### EXERCISE DETAILS
Edit all the records below by changing every "segment" to "outline", and keep everything else the same.

### EXTRACTED MATERIAL
◇ ◇ ◇ ◇ ◇ ◇ ◇

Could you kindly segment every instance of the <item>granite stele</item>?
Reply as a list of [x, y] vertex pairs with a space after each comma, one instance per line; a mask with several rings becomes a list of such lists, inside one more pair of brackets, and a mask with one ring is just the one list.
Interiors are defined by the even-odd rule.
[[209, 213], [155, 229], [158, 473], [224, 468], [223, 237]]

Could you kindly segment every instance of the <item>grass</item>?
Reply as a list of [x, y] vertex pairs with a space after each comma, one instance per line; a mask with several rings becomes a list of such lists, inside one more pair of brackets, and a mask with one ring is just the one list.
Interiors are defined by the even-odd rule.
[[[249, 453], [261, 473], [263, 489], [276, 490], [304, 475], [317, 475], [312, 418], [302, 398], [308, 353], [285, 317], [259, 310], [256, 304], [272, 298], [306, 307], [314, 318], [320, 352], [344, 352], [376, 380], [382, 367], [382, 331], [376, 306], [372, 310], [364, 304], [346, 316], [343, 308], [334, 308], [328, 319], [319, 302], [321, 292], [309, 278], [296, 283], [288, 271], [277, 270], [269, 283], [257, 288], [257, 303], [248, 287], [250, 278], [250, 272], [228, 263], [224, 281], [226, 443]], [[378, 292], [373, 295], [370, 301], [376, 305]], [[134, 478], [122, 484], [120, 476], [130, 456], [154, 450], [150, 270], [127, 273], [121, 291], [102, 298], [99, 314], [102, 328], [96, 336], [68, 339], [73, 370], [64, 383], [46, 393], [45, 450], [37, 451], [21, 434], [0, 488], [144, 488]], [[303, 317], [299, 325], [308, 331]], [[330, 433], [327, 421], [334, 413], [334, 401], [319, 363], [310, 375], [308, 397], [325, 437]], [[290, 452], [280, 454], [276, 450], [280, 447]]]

◇ ◇ ◇ ◇ ◇ ◇ ◇

### COMPLETE OUTPUT
Could you kindly outline every instance of the <item>granite stele</item>?
Reply as a list of [x, y] vertex pairs with a space after each comma, one instance per line; a mask with several rings becomes a list of such lists, inside one more pair of brackets, and a mask with one ring is just the one list.
Interiors are defined by the even-odd rule.
[[209, 213], [155, 229], [158, 473], [224, 468], [223, 237]]

Could you kindly outline every instance of the <item>grass</item>?
Reply as a list of [x, y] vertex pairs with a space after each comma, one instance per line; a mask with several rings becomes a list of such lists, inside one more pair of brackets, and a mask with one ring is just the one list.
Interiors are defined by the even-odd rule.
[[[249, 453], [261, 473], [263, 489], [276, 490], [304, 475], [317, 475], [312, 418], [302, 398], [308, 353], [285, 317], [259, 310], [256, 304], [272, 298], [306, 307], [314, 318], [320, 352], [344, 352], [376, 380], [382, 367], [382, 331], [376, 306], [372, 310], [364, 304], [346, 316], [343, 308], [334, 308], [328, 319], [319, 302], [321, 292], [309, 278], [296, 283], [288, 271], [277, 270], [269, 283], [257, 288], [257, 303], [248, 287], [250, 278], [250, 272], [228, 263], [224, 281], [226, 443]], [[378, 292], [373, 295], [370, 301], [376, 305]], [[134, 478], [122, 484], [120, 476], [130, 456], [154, 450], [150, 270], [127, 273], [121, 291], [102, 298], [99, 314], [102, 328], [96, 336], [68, 339], [73, 370], [64, 383], [46, 393], [45, 450], [37, 451], [21, 434], [0, 488], [144, 488]], [[303, 317], [299, 325], [308, 331]], [[330, 433], [327, 421], [334, 413], [334, 401], [319, 363], [310, 375], [308, 397], [325, 437]], [[290, 452], [280, 454], [276, 450], [280, 447]]]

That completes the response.